• **Exercise details**: Rewrite the records from the line containing "Drop one marker on each instance of the stone" through the end of the records, inclusive, keeping every request and multiplying each coordinate in the answers by 0.95, rounded to the nearest whole number with halves rounded up. Give only those lines.

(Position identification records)
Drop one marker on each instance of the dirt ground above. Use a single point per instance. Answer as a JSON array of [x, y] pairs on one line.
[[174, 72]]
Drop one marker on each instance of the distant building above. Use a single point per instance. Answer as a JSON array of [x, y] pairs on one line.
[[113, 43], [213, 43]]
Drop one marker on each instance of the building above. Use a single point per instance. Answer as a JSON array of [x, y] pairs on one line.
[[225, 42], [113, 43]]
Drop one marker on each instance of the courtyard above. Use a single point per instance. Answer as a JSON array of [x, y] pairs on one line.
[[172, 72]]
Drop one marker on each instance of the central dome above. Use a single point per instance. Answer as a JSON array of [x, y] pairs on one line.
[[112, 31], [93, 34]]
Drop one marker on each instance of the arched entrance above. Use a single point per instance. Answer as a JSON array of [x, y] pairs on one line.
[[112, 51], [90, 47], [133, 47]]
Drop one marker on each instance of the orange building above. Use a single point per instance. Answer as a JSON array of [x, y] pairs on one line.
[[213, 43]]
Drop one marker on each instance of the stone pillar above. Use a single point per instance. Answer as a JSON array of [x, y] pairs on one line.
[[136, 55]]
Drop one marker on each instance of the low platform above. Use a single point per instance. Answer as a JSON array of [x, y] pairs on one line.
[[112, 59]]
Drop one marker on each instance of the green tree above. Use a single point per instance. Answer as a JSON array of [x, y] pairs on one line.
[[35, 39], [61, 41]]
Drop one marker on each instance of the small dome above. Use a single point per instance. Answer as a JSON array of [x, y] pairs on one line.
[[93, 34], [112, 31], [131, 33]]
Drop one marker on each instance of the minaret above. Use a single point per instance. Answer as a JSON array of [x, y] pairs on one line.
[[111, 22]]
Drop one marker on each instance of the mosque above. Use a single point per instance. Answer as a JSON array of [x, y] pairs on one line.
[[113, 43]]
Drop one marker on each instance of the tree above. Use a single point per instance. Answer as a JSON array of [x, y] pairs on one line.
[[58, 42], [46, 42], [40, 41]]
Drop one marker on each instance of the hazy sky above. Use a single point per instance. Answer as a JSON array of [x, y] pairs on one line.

• **Output**:
Drop one marker on each instance of the stone pillar above. Use a single point per instance. Answer as a JSON array of [x, y] pairs on one line.
[[129, 52]]
Drop one marker on each instance of the low platform above. Use a single point per instance. Answer as a JSON array of [x, y] pairs on one line.
[[106, 56]]
Drop one marker on each instance of the green tree above. Use a single point per instance. Answer as a JSON array of [x, y] pairs on one line.
[[33, 37], [58, 39]]
Drop one marker on each instance of the small dome above. Use a single point per instance. Answer as a JSON array of [x, y] pairs on one line.
[[88, 32], [106, 29], [124, 31]]
Drop one marker on each instance of the minaret above. Use a single point per instance. Answer as a JSON array of [x, y] pairs on one line.
[[105, 21]]
Drop one marker on each instance of the mosque above. Use a single point per instance. Answer as a JSON array of [x, y] pairs on one line.
[[107, 41]]
Drop one marker on each instance of the tree above. Use a single point per instance. Answer as a JSON array of [x, y] pairs on one line.
[[55, 40], [44, 40], [38, 39]]
Drop one marker on each instance of the hazy sky above. Use a single point per instance. Answer as a JSON array of [x, y] pairs on one line.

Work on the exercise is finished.